— START DATA FOR PROCESSING —
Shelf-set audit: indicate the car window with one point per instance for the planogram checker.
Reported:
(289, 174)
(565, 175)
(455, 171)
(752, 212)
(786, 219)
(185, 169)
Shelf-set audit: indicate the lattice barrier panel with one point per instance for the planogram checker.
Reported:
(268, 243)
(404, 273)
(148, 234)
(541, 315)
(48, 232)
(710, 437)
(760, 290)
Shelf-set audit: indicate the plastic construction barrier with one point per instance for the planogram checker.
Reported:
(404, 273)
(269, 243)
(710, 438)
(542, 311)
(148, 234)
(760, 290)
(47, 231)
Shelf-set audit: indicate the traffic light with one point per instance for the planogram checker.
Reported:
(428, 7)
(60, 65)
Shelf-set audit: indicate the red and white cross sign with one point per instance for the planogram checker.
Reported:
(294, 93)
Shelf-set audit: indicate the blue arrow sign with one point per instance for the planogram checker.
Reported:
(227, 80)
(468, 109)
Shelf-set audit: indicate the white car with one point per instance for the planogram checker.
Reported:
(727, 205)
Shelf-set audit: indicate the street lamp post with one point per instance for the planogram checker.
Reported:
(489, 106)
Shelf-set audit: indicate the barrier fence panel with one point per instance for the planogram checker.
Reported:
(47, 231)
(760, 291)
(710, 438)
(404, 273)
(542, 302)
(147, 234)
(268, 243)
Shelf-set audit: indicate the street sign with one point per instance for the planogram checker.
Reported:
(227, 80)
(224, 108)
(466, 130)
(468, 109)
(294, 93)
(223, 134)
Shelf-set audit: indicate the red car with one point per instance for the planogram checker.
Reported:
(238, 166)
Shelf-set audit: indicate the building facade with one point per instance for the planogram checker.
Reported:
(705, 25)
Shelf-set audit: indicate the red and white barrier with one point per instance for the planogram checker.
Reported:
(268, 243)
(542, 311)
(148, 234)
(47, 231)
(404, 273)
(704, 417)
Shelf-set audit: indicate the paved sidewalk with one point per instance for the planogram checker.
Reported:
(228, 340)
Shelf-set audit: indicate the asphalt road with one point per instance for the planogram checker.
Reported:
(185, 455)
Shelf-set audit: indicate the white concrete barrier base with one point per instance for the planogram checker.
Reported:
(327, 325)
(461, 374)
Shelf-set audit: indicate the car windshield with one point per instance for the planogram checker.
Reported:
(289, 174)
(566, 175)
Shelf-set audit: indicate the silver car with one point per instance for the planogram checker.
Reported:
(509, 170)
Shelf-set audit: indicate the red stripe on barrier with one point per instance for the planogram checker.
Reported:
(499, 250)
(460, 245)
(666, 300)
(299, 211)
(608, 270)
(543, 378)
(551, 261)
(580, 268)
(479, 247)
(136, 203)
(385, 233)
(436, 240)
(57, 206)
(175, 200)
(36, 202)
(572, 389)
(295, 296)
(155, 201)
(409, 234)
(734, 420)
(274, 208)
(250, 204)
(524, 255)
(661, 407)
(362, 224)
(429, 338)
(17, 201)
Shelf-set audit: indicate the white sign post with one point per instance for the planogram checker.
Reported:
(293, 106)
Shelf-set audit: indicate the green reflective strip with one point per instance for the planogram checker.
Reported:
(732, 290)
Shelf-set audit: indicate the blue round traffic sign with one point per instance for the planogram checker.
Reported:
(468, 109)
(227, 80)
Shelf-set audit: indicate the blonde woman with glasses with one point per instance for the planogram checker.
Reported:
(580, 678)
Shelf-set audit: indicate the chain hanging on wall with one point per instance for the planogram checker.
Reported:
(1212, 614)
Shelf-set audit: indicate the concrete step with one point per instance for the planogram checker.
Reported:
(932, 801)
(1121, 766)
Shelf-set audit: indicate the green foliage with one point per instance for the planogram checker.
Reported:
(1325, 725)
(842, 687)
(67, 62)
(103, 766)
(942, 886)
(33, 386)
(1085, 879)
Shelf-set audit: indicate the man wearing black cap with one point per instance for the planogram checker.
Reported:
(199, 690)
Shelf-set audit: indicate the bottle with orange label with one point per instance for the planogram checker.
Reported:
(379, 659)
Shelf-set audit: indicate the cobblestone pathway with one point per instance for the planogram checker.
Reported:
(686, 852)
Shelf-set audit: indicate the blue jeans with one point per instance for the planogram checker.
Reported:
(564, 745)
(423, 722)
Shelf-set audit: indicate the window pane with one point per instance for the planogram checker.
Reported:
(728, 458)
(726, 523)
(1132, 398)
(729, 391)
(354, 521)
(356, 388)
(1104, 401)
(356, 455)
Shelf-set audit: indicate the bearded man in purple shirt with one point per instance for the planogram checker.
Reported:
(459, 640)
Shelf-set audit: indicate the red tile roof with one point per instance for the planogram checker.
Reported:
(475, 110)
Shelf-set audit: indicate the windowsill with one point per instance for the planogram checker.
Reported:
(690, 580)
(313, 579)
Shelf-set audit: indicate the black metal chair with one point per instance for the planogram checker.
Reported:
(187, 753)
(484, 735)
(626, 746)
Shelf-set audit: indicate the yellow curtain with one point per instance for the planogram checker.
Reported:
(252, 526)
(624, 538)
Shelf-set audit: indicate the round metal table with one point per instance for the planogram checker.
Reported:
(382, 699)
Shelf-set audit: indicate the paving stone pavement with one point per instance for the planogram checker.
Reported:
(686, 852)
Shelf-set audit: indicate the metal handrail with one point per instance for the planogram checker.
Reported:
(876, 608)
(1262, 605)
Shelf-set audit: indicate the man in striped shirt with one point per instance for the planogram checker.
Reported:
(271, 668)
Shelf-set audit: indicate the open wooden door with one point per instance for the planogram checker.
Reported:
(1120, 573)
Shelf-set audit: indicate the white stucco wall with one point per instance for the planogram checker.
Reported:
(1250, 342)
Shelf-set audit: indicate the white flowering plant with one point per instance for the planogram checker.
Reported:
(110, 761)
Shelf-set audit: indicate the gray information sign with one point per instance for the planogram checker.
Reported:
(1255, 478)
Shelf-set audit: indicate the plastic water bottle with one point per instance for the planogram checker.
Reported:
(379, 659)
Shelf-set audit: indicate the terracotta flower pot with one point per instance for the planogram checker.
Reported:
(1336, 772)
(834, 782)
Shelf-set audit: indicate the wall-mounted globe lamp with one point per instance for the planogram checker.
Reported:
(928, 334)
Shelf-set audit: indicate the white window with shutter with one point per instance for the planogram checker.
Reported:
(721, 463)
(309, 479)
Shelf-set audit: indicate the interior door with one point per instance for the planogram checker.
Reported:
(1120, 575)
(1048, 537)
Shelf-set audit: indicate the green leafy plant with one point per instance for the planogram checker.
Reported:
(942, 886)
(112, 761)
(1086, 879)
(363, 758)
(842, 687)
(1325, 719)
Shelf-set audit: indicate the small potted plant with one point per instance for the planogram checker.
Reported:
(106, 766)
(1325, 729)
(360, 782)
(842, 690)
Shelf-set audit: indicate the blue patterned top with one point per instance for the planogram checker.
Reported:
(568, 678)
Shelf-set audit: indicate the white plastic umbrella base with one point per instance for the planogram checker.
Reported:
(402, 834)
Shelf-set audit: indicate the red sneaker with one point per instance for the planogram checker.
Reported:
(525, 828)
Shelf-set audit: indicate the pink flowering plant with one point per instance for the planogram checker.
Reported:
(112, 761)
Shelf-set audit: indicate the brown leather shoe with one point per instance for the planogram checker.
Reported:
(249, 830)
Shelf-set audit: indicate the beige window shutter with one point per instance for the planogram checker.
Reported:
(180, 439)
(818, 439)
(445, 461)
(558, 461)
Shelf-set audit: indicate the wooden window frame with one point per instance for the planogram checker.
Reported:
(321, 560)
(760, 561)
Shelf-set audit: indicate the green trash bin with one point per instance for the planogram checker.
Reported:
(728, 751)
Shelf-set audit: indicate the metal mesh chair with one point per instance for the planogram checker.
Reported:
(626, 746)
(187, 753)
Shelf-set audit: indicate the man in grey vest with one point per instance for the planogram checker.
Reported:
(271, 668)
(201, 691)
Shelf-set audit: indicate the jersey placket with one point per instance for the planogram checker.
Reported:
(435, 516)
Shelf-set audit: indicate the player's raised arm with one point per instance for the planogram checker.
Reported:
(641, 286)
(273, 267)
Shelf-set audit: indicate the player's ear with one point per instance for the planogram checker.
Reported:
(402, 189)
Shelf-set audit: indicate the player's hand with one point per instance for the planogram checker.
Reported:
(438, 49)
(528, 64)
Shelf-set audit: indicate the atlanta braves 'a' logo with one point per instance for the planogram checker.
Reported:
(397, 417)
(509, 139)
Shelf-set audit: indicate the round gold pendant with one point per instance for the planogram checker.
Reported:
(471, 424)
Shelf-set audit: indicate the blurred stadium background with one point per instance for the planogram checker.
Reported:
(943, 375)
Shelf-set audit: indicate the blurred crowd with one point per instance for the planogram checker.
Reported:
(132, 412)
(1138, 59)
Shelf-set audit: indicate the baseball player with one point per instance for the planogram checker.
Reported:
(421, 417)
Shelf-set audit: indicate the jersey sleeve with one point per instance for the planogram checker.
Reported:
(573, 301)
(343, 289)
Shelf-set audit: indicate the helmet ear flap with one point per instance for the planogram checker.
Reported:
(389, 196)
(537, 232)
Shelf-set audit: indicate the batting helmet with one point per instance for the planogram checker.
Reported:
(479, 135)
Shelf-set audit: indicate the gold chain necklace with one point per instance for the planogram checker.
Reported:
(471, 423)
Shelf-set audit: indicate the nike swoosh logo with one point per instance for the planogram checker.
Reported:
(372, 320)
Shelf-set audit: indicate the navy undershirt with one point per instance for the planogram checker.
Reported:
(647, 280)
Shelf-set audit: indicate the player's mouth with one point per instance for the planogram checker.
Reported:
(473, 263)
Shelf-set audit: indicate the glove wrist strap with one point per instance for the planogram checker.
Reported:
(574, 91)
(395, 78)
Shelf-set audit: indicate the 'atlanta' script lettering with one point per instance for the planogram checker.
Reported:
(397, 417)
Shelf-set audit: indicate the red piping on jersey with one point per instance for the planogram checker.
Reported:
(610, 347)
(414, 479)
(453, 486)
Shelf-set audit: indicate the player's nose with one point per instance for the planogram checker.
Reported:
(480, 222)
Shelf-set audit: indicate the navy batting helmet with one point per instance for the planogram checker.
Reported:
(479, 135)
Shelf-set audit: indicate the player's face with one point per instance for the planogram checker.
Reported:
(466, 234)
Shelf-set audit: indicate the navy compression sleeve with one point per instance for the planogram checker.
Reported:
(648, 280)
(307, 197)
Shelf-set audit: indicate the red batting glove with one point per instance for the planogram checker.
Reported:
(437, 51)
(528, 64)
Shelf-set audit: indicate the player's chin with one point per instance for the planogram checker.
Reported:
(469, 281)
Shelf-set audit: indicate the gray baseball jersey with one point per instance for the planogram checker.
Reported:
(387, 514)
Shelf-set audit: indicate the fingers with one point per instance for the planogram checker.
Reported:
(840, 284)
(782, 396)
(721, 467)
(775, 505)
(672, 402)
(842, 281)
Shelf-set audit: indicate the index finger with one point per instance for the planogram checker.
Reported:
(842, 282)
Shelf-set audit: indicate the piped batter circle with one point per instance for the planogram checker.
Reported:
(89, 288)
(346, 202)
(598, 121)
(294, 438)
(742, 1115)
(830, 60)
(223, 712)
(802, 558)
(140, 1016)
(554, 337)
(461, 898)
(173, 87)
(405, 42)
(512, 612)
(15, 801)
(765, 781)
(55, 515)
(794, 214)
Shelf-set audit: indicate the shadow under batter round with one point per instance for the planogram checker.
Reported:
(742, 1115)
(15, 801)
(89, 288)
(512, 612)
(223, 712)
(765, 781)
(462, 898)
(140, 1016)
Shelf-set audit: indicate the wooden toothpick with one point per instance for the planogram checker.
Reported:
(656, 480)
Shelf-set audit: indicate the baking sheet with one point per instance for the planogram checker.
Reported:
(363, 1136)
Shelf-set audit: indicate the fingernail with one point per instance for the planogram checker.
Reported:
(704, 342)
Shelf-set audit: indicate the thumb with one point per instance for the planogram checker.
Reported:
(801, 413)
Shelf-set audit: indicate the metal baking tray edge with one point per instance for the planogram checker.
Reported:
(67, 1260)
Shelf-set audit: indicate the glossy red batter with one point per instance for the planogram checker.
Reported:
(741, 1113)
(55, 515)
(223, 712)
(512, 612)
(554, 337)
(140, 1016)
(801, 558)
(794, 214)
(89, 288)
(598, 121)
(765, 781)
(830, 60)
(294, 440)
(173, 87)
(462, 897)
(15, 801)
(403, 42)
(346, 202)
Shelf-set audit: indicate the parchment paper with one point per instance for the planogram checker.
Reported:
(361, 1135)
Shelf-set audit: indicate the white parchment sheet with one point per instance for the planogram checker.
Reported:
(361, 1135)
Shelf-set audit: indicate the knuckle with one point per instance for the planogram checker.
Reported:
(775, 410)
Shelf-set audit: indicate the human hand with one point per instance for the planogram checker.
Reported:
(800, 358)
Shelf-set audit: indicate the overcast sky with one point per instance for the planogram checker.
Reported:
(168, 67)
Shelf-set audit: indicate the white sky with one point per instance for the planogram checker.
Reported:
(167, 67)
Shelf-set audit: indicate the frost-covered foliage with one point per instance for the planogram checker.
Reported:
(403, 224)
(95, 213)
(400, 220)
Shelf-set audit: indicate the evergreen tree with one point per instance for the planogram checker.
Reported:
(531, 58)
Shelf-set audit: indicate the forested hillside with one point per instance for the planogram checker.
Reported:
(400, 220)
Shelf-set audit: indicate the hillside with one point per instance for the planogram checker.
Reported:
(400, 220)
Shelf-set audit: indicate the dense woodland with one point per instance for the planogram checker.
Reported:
— END DATA FOR PROCESSING —
- _AIM_:
Format the records from the line containing "Shelf-set audit: indicate the blue round" through the line containing "(1121, 766)", both included, as a two-column CSV. Use the header label_text,reported_points and write one row per record, with its text and its answer each in a single quoted field and line breaks replaced by spaces.

- _EXPECTED ANSWER_:
label_text,reported_points
"Shelf-set audit: indicate the blue round traffic sign with one point per instance for the planogram checker. Reported:","(468, 109) (227, 80)"
"Shelf-set audit: indicate the blonde woman with glasses with one point per instance for the planogram checker. Reported:","(580, 678)"
"Shelf-set audit: indicate the chain hanging on wall with one point per instance for the planogram checker. Reported:","(1212, 614)"
"Shelf-set audit: indicate the concrete step with one point per instance for the planogram checker. Reported:","(932, 801) (1121, 766)"